- _DOCUMENT SECTION_:
******************************
Essential medicines as per World Health Organization

 

The American healthcare offers 24,000 medicines for the patients in this country.  According to the World Health Organization, only 350 or so are essential, and this is the number a majority of the world uses to provide health care for their citizens.  Why is there such an enormous disparity?  There are several reasons.  First, the uses of prescription or over-the-counter medicines are not a trend in the developing world.  Second, there are alternatives such as natural remedies available them that are not harvested yet by the American health care industry.  Third, there is a different lifestyle in the developing worlds that is not driven to produce to live.  This lifestyle is not to say that that they do not work hard, but they are more forgiving to customs of productions that drives the developed world.  Lastly, there are balanced approaches to healthcare that Americans are beginning to understand and appreciate.  These balanced approaches involve the mind-body-soul balance. 

The FDA’s report on the FY 2011 Innovative Drug Approvals states that there were 35 innovative drugs approved for the year 2011.  This report breaks down the types of medicines approved.  It is evident from the reports that of these approvals, approximately half were innovative therapies and half was modified available therapies.  American pharmaceuticals offer the state-of-art medicines for cancer, hepatitis C, lupus, heart attacks and strokes, MRSA infections, kidney transplant rejection, hereditary angioedema, clotting disorder, and scorpion stings. 

The world is a wrong place with no uniformity.  However, this does not mean that we cannot improve the advanced systems.  Coming from an American clinical medicine background, I can appreciate the offerings of the modern pharmaceutical world.  However, I found it daunting to understand the nuances of each available therapy and all the additional knowledge that is constantly produced in the U.S.A at times.  This information is invaluable but can be overburdening.  It is there I will review some to the essential medicines approved by the WHO.  Using the following links, I will summarize the types of drugs essential medicines recommended by the WHO.  The link for essential adult medicines is: http://whqlibdoc.who.int/hq/2011/a95053_eng.pdf.  The connection to essential medicinal products for Children is : http://whqlibdoc.who.int/hq/2011/a95054_eng.pdf.
******************************
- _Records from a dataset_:
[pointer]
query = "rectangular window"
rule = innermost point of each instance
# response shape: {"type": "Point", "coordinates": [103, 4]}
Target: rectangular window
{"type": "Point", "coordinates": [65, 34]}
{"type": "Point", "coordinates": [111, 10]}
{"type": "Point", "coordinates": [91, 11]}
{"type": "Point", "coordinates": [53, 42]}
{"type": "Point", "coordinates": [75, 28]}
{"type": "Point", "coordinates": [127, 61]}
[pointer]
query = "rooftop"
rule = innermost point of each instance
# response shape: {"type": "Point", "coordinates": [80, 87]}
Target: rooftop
******************************
- _WHAT THIS EXERCISE ASKS_:
a - Based on the essential medicines text, say whether each statement agrees with it. Answer yes or no for each, and quote the words of the text that decide it. (i) American healthcare offers 24,000 medicines to patients in the country. (ii) The FDA report lists 35 innovative drugs approved for 2011. (iii) Most of the 2011 approvals were modified versions of available therapies.
b - From the essential medicines text, output the passage between "The world is" and "Children is : http://whqlibdoc.who.int/hq/2011/a95054_eng.pdf.", inclusive.
c - According to the essential medicines text, how many medicines does the World Health Organization consider essential?

- _ANSWERS FOR THE EXERCISE_:
a -
(i) Yes: "The American healthcare offers 24,000 medicines for the patients in this country."
(ii) Yes: "there were 35 innovative drugs approved for the year 2011"
(iii) No: "approximately half were innovative therapies and half was modified available therapies"

b -
The world is a wrong place with no uniformity.  However, this does not mean that we cannot improve the advanced systems.  Coming from an American clinical medicine background, I can appreciate the offerings of the modern pharmaceutical world.  However, I found it daunting to understand the nuances of each available therapy and all the additional knowledge that is constantly produced in the U.S.A at times.  This information is invaluable but can be overburdening.  It is there I will review some to the essential medicines approved by the WHO.  Using the following links, I will summarize the types of drugs essential medicines recommended by the WHO.  The link for essential adult medicines is: http://whqlibdoc.who.int/hq/2011/a95053_eng.pdf.  The connection to essential medicinal products for Children is : http://whqlibdoc.who.int/hq/2011/a95054_eng.pdf.

c - Only about 350.